[Text-to-region grounding data]
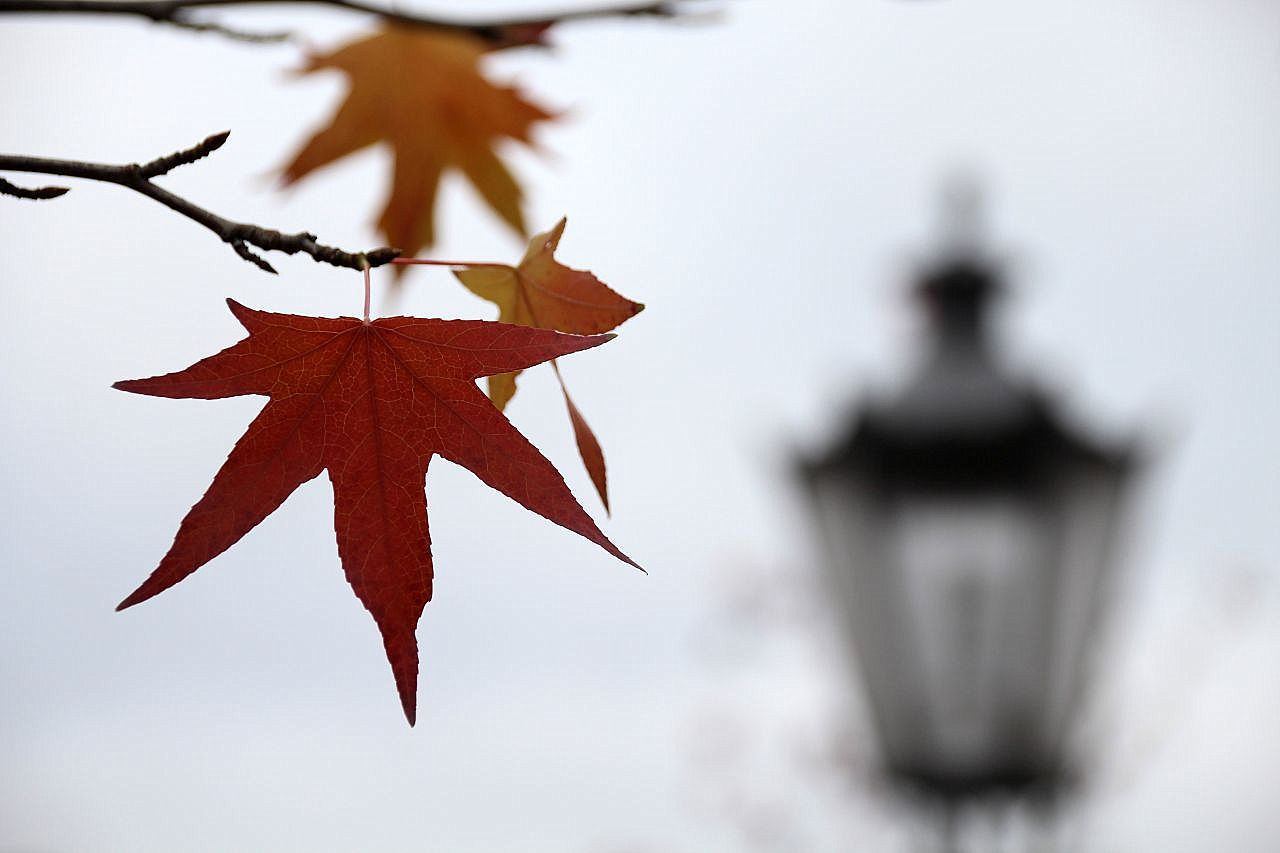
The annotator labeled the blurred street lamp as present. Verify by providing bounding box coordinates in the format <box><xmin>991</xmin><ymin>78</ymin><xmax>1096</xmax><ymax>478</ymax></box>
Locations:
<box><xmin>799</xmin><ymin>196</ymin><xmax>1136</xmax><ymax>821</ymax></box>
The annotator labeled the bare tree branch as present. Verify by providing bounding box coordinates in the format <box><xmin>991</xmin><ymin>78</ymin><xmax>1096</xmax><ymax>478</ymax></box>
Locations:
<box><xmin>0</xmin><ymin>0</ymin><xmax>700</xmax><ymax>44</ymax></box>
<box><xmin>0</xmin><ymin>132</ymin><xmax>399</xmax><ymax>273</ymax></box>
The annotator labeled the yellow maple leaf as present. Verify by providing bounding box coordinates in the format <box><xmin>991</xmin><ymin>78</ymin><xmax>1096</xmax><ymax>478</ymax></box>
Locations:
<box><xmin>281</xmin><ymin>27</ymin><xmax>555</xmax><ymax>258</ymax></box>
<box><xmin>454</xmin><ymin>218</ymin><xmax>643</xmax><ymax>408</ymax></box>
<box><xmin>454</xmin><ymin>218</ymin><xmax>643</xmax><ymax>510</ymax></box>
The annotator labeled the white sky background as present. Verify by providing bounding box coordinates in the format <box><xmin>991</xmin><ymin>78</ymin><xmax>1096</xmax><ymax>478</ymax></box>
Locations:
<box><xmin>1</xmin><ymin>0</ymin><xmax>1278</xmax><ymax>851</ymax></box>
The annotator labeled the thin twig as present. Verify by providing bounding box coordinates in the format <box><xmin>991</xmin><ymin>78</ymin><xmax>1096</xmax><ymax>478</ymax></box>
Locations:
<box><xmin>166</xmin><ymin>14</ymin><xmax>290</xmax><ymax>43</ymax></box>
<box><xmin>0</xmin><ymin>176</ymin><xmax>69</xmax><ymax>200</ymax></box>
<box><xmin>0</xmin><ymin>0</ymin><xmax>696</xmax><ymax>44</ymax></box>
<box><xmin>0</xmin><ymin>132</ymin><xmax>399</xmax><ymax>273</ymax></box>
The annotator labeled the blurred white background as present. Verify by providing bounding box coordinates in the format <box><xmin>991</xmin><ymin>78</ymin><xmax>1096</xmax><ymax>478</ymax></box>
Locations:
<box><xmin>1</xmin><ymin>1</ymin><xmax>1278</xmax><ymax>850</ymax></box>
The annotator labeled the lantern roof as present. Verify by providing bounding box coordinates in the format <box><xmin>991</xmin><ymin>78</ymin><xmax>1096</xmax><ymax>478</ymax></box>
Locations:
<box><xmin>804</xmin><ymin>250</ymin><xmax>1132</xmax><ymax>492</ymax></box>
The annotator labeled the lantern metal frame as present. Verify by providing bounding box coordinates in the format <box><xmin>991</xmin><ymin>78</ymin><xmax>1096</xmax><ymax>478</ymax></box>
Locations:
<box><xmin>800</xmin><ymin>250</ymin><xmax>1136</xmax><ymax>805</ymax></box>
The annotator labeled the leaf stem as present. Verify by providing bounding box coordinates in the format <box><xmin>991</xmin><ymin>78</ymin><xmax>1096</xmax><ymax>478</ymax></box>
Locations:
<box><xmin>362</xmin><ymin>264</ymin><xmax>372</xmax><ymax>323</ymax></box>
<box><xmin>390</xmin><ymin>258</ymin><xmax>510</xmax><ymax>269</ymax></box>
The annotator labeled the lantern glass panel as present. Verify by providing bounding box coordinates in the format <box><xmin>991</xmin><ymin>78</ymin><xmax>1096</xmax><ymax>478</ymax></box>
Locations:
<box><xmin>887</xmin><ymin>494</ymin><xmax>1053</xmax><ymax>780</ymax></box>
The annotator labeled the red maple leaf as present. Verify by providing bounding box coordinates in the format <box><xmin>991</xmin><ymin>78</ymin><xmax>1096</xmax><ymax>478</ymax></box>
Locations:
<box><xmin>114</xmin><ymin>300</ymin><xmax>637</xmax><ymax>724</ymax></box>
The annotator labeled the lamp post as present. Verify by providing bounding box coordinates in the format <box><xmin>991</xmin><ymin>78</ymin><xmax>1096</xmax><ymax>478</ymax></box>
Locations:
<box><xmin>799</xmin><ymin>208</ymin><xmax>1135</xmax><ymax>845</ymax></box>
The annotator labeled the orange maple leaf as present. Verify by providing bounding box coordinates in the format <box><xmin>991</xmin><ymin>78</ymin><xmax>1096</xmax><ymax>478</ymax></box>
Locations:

---

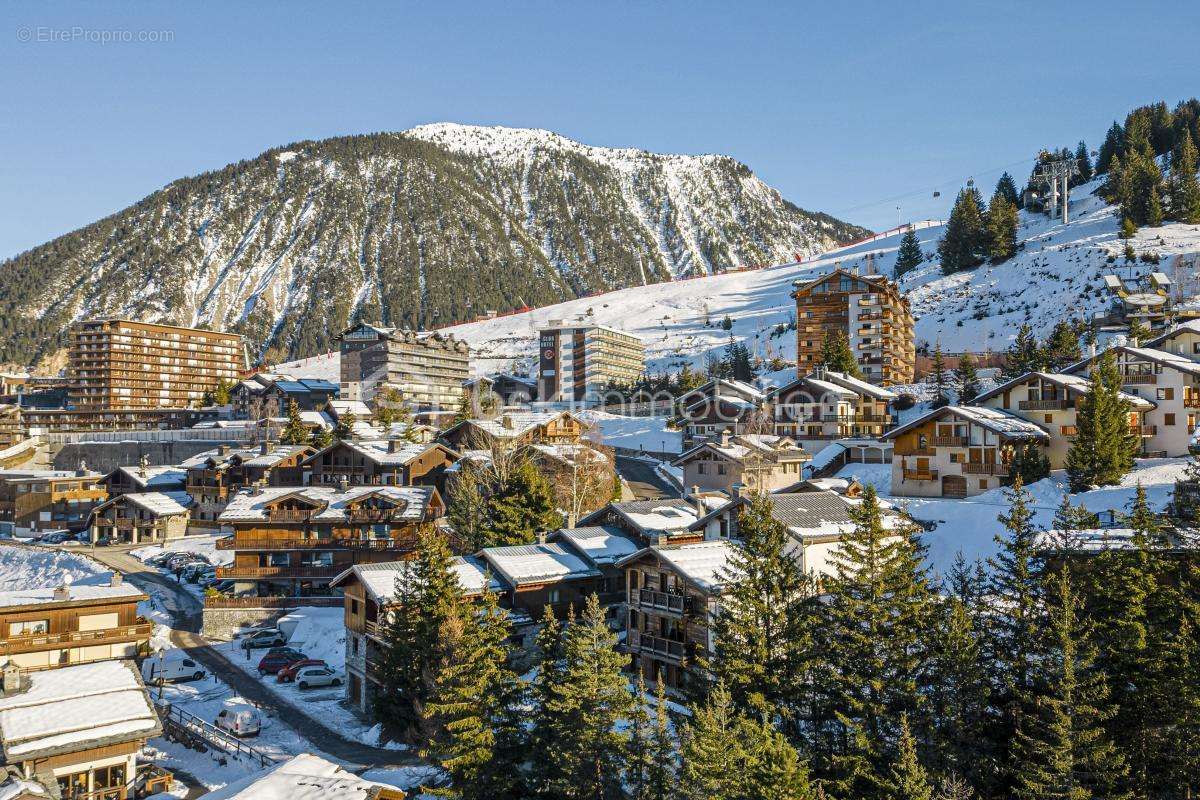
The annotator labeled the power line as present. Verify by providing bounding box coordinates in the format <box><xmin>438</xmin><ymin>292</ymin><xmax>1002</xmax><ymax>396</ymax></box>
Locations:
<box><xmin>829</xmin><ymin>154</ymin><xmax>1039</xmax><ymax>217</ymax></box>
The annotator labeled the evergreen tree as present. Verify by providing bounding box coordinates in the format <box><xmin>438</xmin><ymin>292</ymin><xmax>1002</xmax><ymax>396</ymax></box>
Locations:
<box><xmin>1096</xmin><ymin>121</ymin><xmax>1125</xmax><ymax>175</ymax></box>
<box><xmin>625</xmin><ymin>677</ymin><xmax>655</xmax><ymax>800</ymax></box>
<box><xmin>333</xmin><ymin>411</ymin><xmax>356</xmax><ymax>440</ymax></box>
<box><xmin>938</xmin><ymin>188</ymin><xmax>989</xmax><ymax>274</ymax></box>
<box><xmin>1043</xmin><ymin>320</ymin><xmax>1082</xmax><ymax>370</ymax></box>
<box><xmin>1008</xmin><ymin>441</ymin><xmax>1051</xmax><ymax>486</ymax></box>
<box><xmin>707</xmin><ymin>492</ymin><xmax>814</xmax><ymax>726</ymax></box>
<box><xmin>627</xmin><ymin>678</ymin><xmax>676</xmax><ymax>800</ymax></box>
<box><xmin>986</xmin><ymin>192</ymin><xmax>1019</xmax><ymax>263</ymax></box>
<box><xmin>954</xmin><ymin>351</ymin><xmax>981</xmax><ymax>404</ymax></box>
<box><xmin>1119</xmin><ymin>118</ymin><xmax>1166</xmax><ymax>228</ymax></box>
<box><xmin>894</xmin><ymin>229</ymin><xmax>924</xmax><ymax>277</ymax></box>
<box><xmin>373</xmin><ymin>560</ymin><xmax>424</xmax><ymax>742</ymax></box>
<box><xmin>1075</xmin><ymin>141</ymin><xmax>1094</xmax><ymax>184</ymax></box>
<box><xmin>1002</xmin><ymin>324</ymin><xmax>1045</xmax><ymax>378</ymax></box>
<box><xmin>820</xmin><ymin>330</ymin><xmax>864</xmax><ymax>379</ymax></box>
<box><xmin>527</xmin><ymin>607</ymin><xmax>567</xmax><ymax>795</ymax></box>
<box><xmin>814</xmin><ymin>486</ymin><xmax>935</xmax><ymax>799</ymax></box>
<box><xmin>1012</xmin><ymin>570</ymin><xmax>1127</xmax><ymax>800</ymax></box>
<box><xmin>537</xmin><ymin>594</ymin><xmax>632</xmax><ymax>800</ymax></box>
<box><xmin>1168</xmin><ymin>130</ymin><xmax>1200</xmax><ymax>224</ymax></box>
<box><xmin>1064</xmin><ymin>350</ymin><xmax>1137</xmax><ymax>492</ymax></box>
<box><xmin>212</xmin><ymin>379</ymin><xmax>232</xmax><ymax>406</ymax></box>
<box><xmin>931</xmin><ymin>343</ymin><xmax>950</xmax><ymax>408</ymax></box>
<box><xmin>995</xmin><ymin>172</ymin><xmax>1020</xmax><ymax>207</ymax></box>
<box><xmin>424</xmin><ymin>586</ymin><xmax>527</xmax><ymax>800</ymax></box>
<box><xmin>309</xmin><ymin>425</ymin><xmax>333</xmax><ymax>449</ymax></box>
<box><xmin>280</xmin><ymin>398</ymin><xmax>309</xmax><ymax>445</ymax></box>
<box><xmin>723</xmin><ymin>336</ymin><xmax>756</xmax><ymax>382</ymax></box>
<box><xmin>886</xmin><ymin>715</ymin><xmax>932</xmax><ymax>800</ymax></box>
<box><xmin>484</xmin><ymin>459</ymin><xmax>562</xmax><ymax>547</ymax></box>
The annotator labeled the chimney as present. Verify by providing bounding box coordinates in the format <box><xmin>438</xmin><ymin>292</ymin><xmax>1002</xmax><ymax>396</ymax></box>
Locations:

WORK INSTRUCTION >> Supply only the count of lines above holding "white".

WORKED SOLUTION >> 2